Given task: Format the items below as a JSON list of strings with one string per line, skipping blank lines. Leave the pictures out.

Provided records:

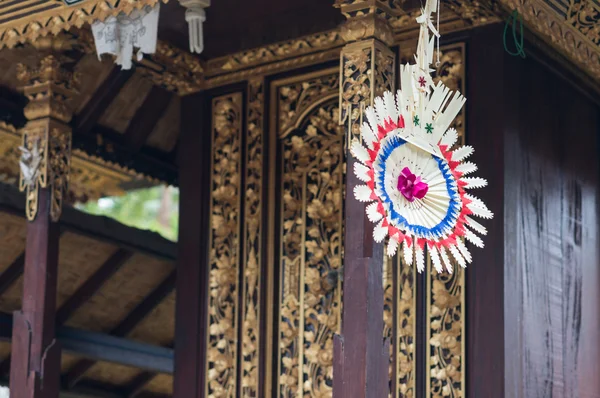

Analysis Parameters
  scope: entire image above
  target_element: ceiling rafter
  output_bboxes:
[0,184,177,261]
[63,271,176,389]
[71,66,134,134]
[125,86,173,153]
[125,371,157,398]
[0,249,133,375]
[56,249,133,327]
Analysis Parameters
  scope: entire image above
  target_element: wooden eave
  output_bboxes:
[0,184,176,398]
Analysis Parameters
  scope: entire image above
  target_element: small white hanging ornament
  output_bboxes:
[92,3,160,69]
[351,0,493,273]
[179,0,210,54]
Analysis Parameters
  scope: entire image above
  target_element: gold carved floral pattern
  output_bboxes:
[340,40,395,141]
[426,44,465,398]
[568,0,600,46]
[499,0,600,82]
[206,93,242,398]
[241,79,264,398]
[278,71,344,398]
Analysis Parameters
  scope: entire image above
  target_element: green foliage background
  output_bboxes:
[75,186,179,241]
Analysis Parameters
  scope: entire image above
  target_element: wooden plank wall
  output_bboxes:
[467,26,600,398]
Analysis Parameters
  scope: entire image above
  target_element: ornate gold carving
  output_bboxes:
[342,14,394,45]
[426,44,466,398]
[0,0,166,48]
[17,55,78,221]
[17,55,79,123]
[278,74,339,136]
[207,30,344,76]
[204,47,340,88]
[19,120,71,221]
[206,93,242,398]
[274,71,343,398]
[500,0,600,81]
[335,0,403,46]
[0,122,160,202]
[241,78,265,397]
[568,0,600,46]
[340,40,395,142]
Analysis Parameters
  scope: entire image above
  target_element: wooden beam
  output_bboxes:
[174,93,211,398]
[125,86,173,153]
[10,188,60,398]
[56,249,133,326]
[0,313,174,374]
[63,272,176,389]
[0,252,25,296]
[0,230,64,298]
[0,184,177,260]
[121,372,157,398]
[71,66,133,134]
[0,227,88,376]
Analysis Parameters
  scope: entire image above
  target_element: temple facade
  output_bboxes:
[0,0,600,398]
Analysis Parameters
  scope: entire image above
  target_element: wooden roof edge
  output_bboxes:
[0,183,177,261]
[0,312,174,374]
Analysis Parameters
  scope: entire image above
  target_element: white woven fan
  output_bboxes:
[351,0,493,272]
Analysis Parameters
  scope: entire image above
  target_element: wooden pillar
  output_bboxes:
[10,42,77,398]
[333,0,396,398]
[174,94,211,398]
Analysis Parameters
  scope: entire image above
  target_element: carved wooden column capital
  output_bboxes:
[333,0,400,398]
[335,0,401,143]
[17,50,79,221]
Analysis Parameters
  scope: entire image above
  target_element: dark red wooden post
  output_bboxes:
[174,94,210,398]
[333,0,396,398]
[10,55,76,398]
[10,188,60,398]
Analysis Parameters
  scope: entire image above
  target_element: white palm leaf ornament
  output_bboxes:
[351,0,493,272]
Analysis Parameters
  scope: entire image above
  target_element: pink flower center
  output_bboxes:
[398,167,429,202]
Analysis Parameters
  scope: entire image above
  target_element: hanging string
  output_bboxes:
[502,10,525,58]
[435,0,442,67]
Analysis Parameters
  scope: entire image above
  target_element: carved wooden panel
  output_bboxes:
[272,70,344,398]
[205,93,242,398]
[240,78,266,398]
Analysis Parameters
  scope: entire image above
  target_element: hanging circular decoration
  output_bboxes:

Exercise output:
[
  "Analysis Parameters",
  "  scope: entire image above",
  "  target_element: ceiling rafter",
  "  output_bboxes:",
  "[0,184,177,261]",
  "[63,271,176,389]",
  "[71,66,134,134]",
  "[125,86,173,153]",
  "[125,371,157,398]",
  "[0,249,133,375]",
  "[56,249,133,327]",
  "Analysis Parameters",
  "  scope: entire image above",
  "  target_element: wooden eave",
  "  output_bboxes:",
  "[0,184,176,398]",
  "Analysis Parameters",
  "  scope: entire image above",
  "  target_element: small white hanging ornament",
  "  output_bboxes:",
  "[92,3,160,69]",
  "[351,0,493,273]",
  "[179,0,210,54]",
  "Analysis Parameters",
  "  scope: entire image above",
  "  target_element: gold carved floral pattern",
  "  output_bboxes:",
  "[340,40,395,141]",
  "[426,44,465,398]",
  "[568,0,600,46]",
  "[499,0,600,82]",
  "[206,93,242,398]",
  "[241,79,264,398]",
  "[278,71,344,398]",
  "Analysis Parameters",
  "  scope: entire image above",
  "  target_element: green foliage background",
  "  output_bboxes:",
  "[75,186,179,241]",
  "Analysis Parameters",
  "  scope: entire image above",
  "  target_element: wooden plank wall",
  "  output_bboxes:",
  "[467,26,600,398]",
  "Analysis Parameters",
  "  scope: entire image above",
  "  target_element: ornate gold carving",
  "  output_bboxes:",
  "[342,14,394,45]",
  "[426,44,466,398]",
  "[0,0,166,48]",
  "[17,55,78,221]",
  "[17,55,79,123]",
  "[278,74,339,136]",
  "[207,30,344,76]",
  "[204,47,340,88]",
  "[19,120,71,221]",
  "[206,93,242,398]",
  "[274,71,343,398]",
  "[500,0,600,81]",
  "[335,0,403,46]",
  "[0,122,160,202]",
  "[241,78,265,397]",
  "[568,0,600,46]",
  "[340,40,395,142]",
  "Analysis Parameters",
  "  scope: entire image above",
  "  target_element: wooden beam",
  "  output_bboxes:",
  "[174,93,211,398]",
  "[125,86,173,153]",
  "[10,188,60,398]",
  "[56,249,133,326]",
  "[0,313,174,374]",
  "[63,272,176,389]",
  "[0,252,25,296]",
  "[0,230,64,298]",
  "[0,184,177,260]",
  "[121,372,157,398]",
  "[71,66,133,134]",
  "[0,227,88,376]",
  "Analysis Parameters",
  "  scope: entire image above",
  "  target_element: temple facade",
  "  output_bboxes:",
  "[0,0,600,398]",
  "Analysis Parameters",
  "  scope: entire image above",
  "  target_element: wooden roof edge",
  "  output_bboxes:",
  "[0,183,177,261]",
  "[0,312,174,374]",
  "Analysis Parameters",
  "  scope: entire image above",
  "  target_element: white woven fan",
  "  output_bboxes:",
  "[351,0,493,272]",
  "Analysis Parameters",
  "  scope: entire image above",
  "  target_element: wooden pillar",
  "  output_bboxes:",
  "[10,42,77,398]",
  "[333,0,396,398]",
  "[174,94,211,398]",
  "Analysis Parameters",
  "  scope: entire image above",
  "  target_element: carved wooden column capital",
  "  output_bboxes:",
  "[333,0,400,398]",
  "[335,0,401,143]",
  "[17,50,79,221]",
  "Analysis Parameters",
  "  scope: entire image above",
  "  target_element: dark red wooden post",
  "  output_bboxes:",
  "[174,94,210,398]",
  "[333,0,396,398]",
  "[10,55,76,398]",
  "[10,188,60,398]",
  "Analysis Parameters",
  "  scope: entire image above",
  "  target_element: white palm leaf ornament",
  "  output_bboxes:",
  "[351,0,493,272]",
  "Analysis Parameters",
  "  scope: entire image above",
  "  target_element: pink flower center",
  "  output_bboxes:",
  "[398,167,429,202]",
  "Analysis Parameters",
  "  scope: entire image above",
  "  target_element: hanging string",
  "  output_bboxes:",
  "[502,10,525,58]",
  "[435,0,442,67]",
  "Analysis Parameters",
  "  scope: entire image above",
  "  target_element: carved wooden panel",
  "  output_bboxes:",
  "[272,70,344,398]",
  "[205,93,242,398]",
  "[240,78,266,398]",
  "Analysis Parameters",
  "  scope: entire image above",
  "  target_element: hanging circular decoration",
  "  output_bboxes:"
]